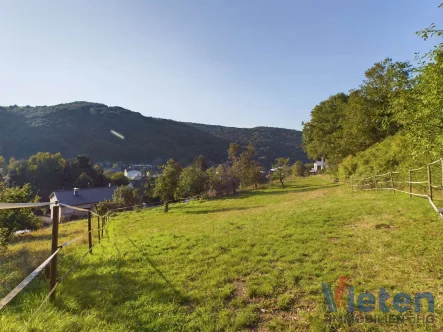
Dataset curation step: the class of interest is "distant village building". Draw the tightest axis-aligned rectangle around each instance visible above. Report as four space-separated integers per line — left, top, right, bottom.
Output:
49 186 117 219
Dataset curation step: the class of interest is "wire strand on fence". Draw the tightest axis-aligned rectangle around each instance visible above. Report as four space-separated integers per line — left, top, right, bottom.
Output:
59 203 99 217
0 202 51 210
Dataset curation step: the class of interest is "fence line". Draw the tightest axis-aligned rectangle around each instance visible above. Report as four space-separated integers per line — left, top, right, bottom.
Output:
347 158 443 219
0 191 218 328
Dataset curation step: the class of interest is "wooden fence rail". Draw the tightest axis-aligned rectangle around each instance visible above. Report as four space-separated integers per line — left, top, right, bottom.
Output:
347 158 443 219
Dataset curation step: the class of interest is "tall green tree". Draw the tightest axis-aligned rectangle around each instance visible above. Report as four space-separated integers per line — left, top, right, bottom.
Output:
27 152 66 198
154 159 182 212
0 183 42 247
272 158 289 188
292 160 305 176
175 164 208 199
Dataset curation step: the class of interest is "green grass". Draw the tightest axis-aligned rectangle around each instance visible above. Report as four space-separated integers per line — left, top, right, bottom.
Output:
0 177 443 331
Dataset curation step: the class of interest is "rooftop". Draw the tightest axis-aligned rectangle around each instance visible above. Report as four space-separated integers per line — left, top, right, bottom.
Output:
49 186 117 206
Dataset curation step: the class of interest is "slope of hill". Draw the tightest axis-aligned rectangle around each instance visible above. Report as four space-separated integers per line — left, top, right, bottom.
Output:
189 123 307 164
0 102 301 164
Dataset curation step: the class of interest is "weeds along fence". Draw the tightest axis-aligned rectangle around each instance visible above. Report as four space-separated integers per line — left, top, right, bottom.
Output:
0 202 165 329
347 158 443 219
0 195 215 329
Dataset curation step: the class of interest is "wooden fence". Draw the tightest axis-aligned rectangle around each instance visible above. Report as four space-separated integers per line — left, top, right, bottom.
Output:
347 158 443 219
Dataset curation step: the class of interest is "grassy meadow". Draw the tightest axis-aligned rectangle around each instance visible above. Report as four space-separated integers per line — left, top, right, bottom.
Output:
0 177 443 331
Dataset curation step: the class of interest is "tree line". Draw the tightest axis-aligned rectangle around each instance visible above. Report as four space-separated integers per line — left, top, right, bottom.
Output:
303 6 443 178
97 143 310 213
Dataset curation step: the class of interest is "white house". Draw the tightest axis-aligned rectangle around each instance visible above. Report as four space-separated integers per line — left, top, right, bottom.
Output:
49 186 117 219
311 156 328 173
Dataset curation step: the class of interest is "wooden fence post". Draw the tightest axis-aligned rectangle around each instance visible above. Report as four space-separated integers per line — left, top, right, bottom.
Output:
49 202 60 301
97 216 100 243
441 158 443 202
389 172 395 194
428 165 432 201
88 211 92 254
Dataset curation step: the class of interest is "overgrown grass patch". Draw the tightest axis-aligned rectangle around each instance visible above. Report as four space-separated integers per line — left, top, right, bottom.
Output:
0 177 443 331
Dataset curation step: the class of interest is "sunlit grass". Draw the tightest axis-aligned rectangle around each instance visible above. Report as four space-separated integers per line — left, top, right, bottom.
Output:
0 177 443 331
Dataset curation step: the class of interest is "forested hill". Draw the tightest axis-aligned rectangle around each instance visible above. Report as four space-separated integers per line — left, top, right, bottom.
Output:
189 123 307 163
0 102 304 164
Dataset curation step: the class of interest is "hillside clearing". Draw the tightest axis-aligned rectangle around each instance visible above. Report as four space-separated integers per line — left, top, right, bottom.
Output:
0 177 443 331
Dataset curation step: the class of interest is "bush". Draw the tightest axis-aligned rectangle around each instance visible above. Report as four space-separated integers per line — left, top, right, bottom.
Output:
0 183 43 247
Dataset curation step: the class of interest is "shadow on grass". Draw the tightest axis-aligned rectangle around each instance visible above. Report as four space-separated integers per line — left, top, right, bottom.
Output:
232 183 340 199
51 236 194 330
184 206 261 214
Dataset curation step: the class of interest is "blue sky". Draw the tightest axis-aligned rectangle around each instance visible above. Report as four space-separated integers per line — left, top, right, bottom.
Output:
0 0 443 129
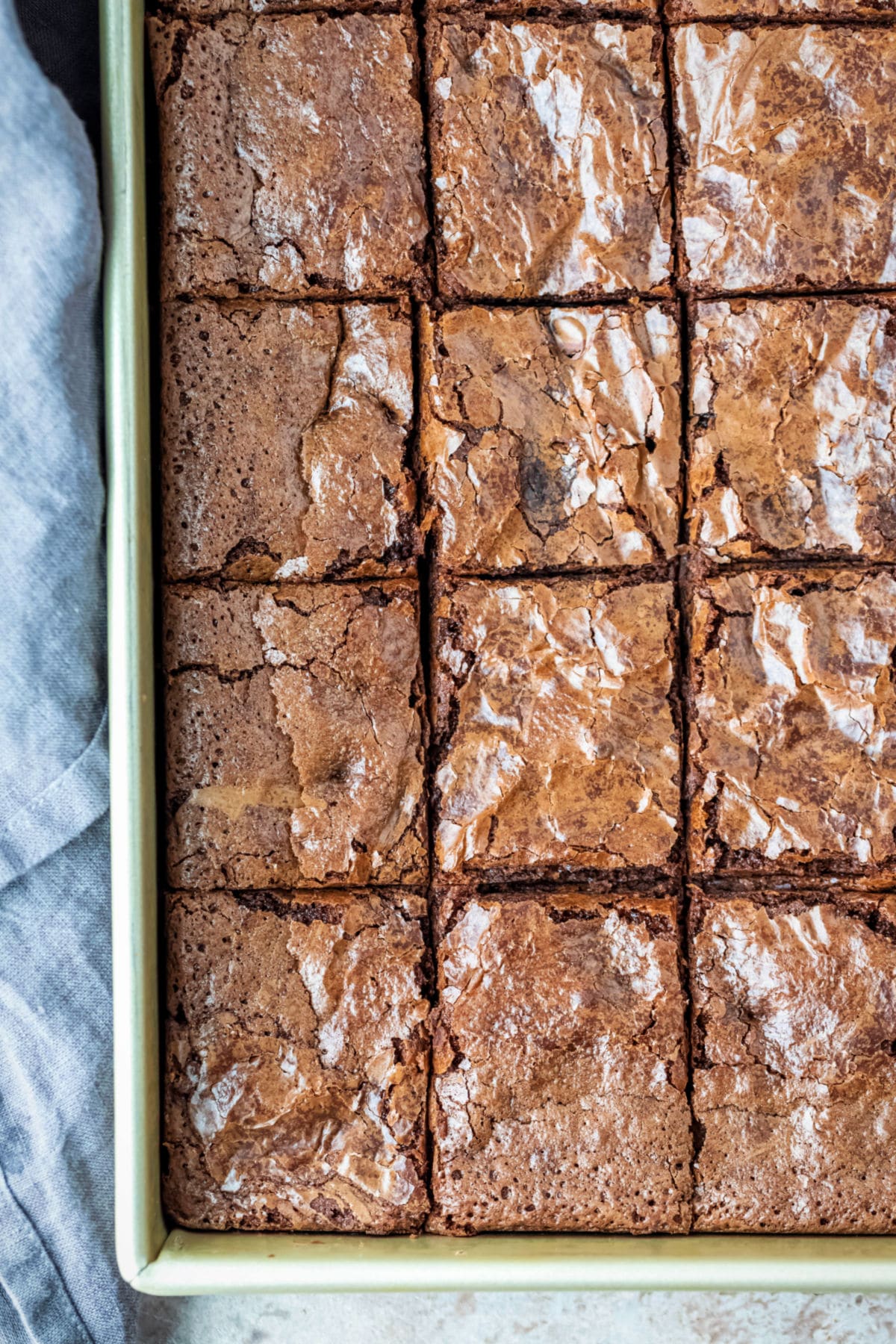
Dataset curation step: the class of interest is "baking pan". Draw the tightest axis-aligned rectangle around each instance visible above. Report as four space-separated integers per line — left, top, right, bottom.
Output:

#####

> [TASK DETAILS]: Report how many of the lines above contain the string "baking", matching case exactly, and give only the number.

> [ANSWER TO THE PROBLEM]: 1